What this task involves:
Copy out every line in the items below that contains the word "positive".

▶

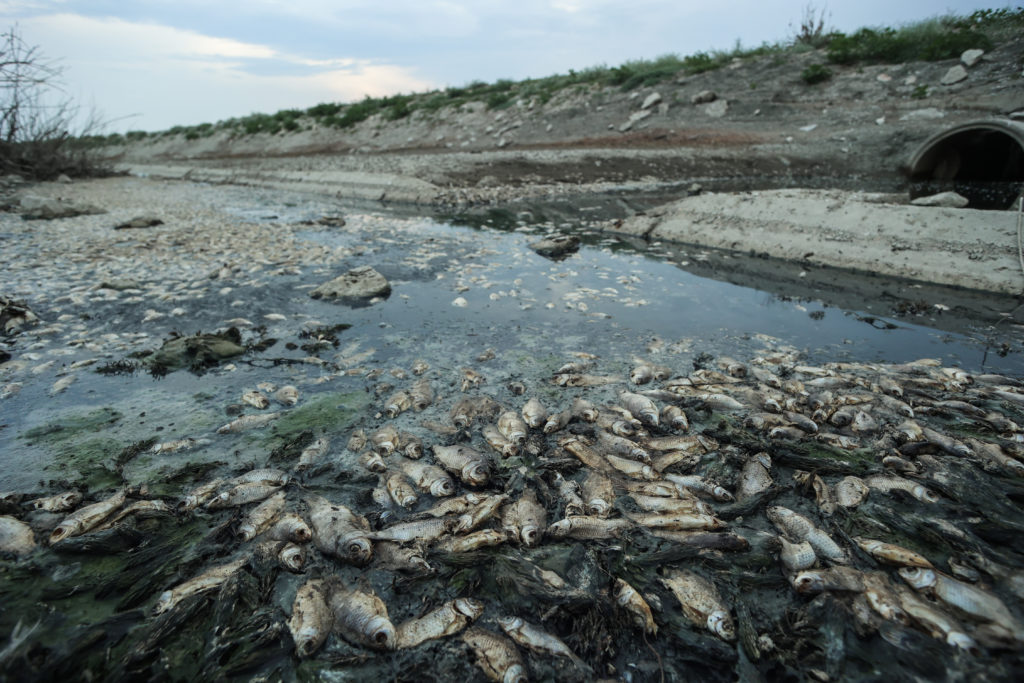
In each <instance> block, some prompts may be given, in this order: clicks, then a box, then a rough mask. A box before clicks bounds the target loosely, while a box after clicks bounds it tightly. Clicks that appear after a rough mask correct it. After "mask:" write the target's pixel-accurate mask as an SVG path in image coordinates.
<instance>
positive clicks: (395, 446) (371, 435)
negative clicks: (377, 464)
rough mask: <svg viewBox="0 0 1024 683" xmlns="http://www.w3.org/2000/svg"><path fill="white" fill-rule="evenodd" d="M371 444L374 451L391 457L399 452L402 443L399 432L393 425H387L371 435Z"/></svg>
mask: <svg viewBox="0 0 1024 683" xmlns="http://www.w3.org/2000/svg"><path fill="white" fill-rule="evenodd" d="M370 443H371V444H372V445H373V447H374V451H376V452H377V453H379V454H381V455H382V456H390V455H391V454H392V453H394V452H395V451H397V450H398V447H399V446H400V445H401V441H400V440H399V437H398V430H397V429H395V428H394V426H392V425H385V426H383V427H381V428H380V429H378V430H377V431H375V432H373V433H372V434H371V435H370Z"/></svg>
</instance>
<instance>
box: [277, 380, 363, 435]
mask: <svg viewBox="0 0 1024 683" xmlns="http://www.w3.org/2000/svg"><path fill="white" fill-rule="evenodd" d="M369 404H370V395H369V394H367V393H366V392H361V391H352V392H348V393H344V392H337V393H328V394H324V395H323V396H317V397H315V398H313V399H311V400H309V401H308V402H306V403H305V404H304V405H300V407H298V408H296V409H294V410H292V411H290V412H289V413H288V414H287V415H285V416H284V417H282V418H281V419H280V420H278V421H276V422H275V423H274V424H273V434H272V435H270V436H268V437H267V438H265V439H264V440H263V445H266V446H271V447H276V446H280V445H282V444H283V443H287V442H288V441H291V440H293V439H295V438H296V437H297V436H298V435H299V434H301V433H302V432H303V431H306V430H312V431H314V432H324V433H333V432H337V431H342V430H344V429H347V428H348V427H349V426H351V424H352V422H354V421H355V418H356V417H357V416H359V415H361V414H362V411H364V410H365V409H366V407H367V405H369Z"/></svg>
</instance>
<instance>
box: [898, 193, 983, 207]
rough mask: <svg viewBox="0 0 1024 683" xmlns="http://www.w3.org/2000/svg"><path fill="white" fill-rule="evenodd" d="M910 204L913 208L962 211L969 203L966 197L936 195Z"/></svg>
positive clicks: (952, 194)
mask: <svg viewBox="0 0 1024 683" xmlns="http://www.w3.org/2000/svg"><path fill="white" fill-rule="evenodd" d="M910 204H912V205H914V206H938V207H946V208H948V209H963V208H964V207H966V206H967V205H968V204H970V202H969V201H968V199H967V198H966V197H964V196H963V195H957V194H956V193H939V194H938V195H929V196H928V197H919V198H918V199H915V200H913V201H912V202H910Z"/></svg>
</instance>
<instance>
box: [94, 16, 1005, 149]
mask: <svg viewBox="0 0 1024 683" xmlns="http://www.w3.org/2000/svg"><path fill="white" fill-rule="evenodd" d="M1022 31H1024V8H1021V7H1017V8H1016V9H1010V8H1001V9H980V10H978V11H975V12H973V13H971V14H969V15H955V14H949V15H945V16H939V17H935V18H930V19H925V20H923V22H918V23H913V24H908V25H905V26H902V27H899V28H863V29H860V30H858V31H856V32H855V33H852V34H849V35H847V34H843V33H840V32H830V31H827V29H826V26H825V20H824V16H823V12H821V13H817V12H816V11H815V10H814V9H813V7H809V8H808V9H807V10H806V12H805V16H804V19H803V22H802V24H801V26H800V28H799V29H798V30H797V32H796V35H795V36H794V37H792V38H791V39H788V40H786V41H782V42H777V43H765V44H762V45H761V46H759V47H754V48H744V47H742V46H741V45H739V44H738V43H737V44H736V46H735V47H734V48H733V49H731V50H724V51H721V50H713V51H710V52H695V53H693V54H690V55H687V56H682V57H681V56H679V55H677V54H667V55H664V56H660V57H657V58H654V59H637V60H633V61H627V62H626V63H623V65H621V66H618V67H607V66H601V67H592V68H590V69H585V70H583V71H579V72H578V71H572V70H570V71H569V72H568V74H558V75H555V76H548V77H545V78H537V79H526V80H523V81H511V80H499V81H496V82H495V83H484V82H482V81H474V82H472V83H469V84H468V85H465V86H460V87H449V88H445V89H443V90H434V91H430V92H423V93H415V94H397V95H389V96H386V97H369V96H368V97H366V98H365V99H362V100H360V101H357V102H352V103H348V104H343V103H339V102H325V103H321V104H316V105H314V106H310V108H309V109H307V110H305V111H302V110H295V109H290V110H282V111H281V112H278V113H276V114H253V115H250V116H247V117H241V118H234V119H227V120H226V121H219V122H217V123H216V124H211V123H204V124H200V125H198V126H175V127H173V128H170V129H168V130H166V131H163V132H156V133H146V132H143V131H131V132H128V133H126V134H124V135H121V134H118V133H115V134H113V135H108V136H97V137H94V138H92V140H91V141H93V142H95V143H99V144H118V143H123V142H131V141H137V140H140V139H144V138H146V137H163V136H173V135H183V136H184V137H185V138H186V139H199V138H202V137H207V136H209V135H212V134H214V133H215V132H217V131H225V130H226V131H230V133H231V134H232V135H253V134H257V133H268V134H271V135H272V134H278V133H283V132H293V131H299V130H303V129H308V128H313V127H319V128H337V129H345V128H349V127H352V126H354V125H355V124H357V123H359V122H361V121H365V120H367V119H369V118H371V117H373V116H376V115H379V116H380V117H381V118H382V119H383V120H384V121H397V120H399V119H404V118H406V117H409V116H411V115H412V114H414V113H416V112H424V113H428V114H429V113H434V112H437V111H439V110H442V109H445V108H457V106H461V105H463V104H467V103H469V102H482V103H483V104H484V105H485V106H486V108H487V109H489V110H500V109H503V108H505V106H508V105H510V104H511V103H513V102H514V101H516V100H524V101H537V102H538V103H542V104H543V103H546V102H547V101H549V100H550V99H551V98H552V97H553V96H554V95H555V94H556V93H559V92H561V91H564V90H566V89H574V90H577V91H580V92H586V91H588V90H592V89H599V88H620V89H622V90H624V91H629V90H634V89H636V88H640V87H647V86H651V85H656V84H657V83H662V82H665V81H670V80H673V79H677V78H680V77H685V76H690V75H694V74H700V73H703V72H709V71H713V70H716V69H721V68H722V67H725V66H727V65H729V63H732V62H733V61H735V60H737V59H738V60H746V59H752V58H756V57H762V56H765V55H772V56H774V58H776V59H778V60H779V61H780V62H784V60H785V58H786V57H787V56H790V55H793V54H799V53H803V52H808V51H811V50H822V51H823V52H824V55H823V56H824V58H825V59H827V61H829V62H831V63H835V65H840V66H845V67H849V66H855V65H861V63H902V62H906V61H914V60H924V61H937V60H942V59H951V58H955V57H958V56H959V54H961V53H962V52H963V51H964V50H967V49H971V48H981V49H984V50H990V49H992V47H993V46H994V45H996V44H998V43H999V42H1004V41H1006V40H1009V39H1013V38H1015V37H1017V36H1019V35H1020V34H1021V32H1022ZM831 74H833V72H831V71H830V70H829V69H827V68H826V67H824V65H812V66H811V67H808V68H807V69H805V70H804V71H803V72H802V73H801V74H799V77H800V78H801V80H802V81H803V82H805V83H807V84H808V85H812V84H815V83H820V82H822V81H825V80H827V79H828V78H830V76H831Z"/></svg>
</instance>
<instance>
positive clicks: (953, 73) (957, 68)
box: [940, 65, 967, 85]
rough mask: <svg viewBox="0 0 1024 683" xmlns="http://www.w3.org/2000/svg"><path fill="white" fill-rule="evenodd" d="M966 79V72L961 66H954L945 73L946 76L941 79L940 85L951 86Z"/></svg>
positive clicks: (965, 69)
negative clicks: (940, 84)
mask: <svg viewBox="0 0 1024 683" xmlns="http://www.w3.org/2000/svg"><path fill="white" fill-rule="evenodd" d="M966 79H967V70H966V69H964V66H963V65H956V66H955V67H952V68H950V69H949V71H947V72H946V75H945V76H943V77H942V80H941V81H940V83H942V85H953V84H954V83H959V82H961V81H963V80H966Z"/></svg>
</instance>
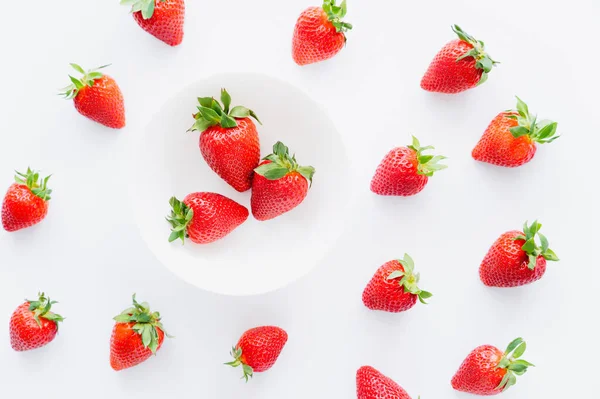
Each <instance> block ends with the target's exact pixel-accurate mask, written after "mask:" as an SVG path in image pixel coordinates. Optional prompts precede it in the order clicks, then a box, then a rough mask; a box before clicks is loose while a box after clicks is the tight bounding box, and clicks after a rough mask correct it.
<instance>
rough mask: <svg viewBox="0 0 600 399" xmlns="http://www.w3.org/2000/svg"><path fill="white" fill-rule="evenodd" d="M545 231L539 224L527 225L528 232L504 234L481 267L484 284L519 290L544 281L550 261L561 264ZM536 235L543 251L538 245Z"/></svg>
mask: <svg viewBox="0 0 600 399" xmlns="http://www.w3.org/2000/svg"><path fill="white" fill-rule="evenodd" d="M541 228H542V225H541V224H540V223H538V222H537V221H535V222H533V223H532V224H531V226H527V222H525V225H524V226H523V231H524V232H521V231H516V230H515V231H509V232H507V233H504V234H502V235H501V236H500V238H498V239H497V240H496V242H495V243H494V244H493V245H492V247H491V248H490V250H489V251H488V253H487V255H486V256H485V258H484V259H483V261H482V262H481V266H479V277H480V278H481V281H482V282H483V283H484V284H485V285H487V286H491V287H517V286H520V285H525V284H531V283H533V282H534V281H537V280H539V279H540V278H542V276H543V275H544V273H545V272H546V261H547V260H550V261H557V260H558V257H557V256H556V254H555V253H554V251H552V250H551V249H550V248H548V239H547V238H546V237H545V236H544V235H543V234H541V233H540V232H539V231H540V229H541ZM536 235H537V236H539V238H540V242H541V247H540V246H538V245H537V243H536V242H535V236H536Z"/></svg>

◀

Written solution:
positive clicks: (395, 446) (371, 435)
positive clicks: (952, 194)
positive clicks: (953, 73) (957, 68)
positive clicks: (965, 69)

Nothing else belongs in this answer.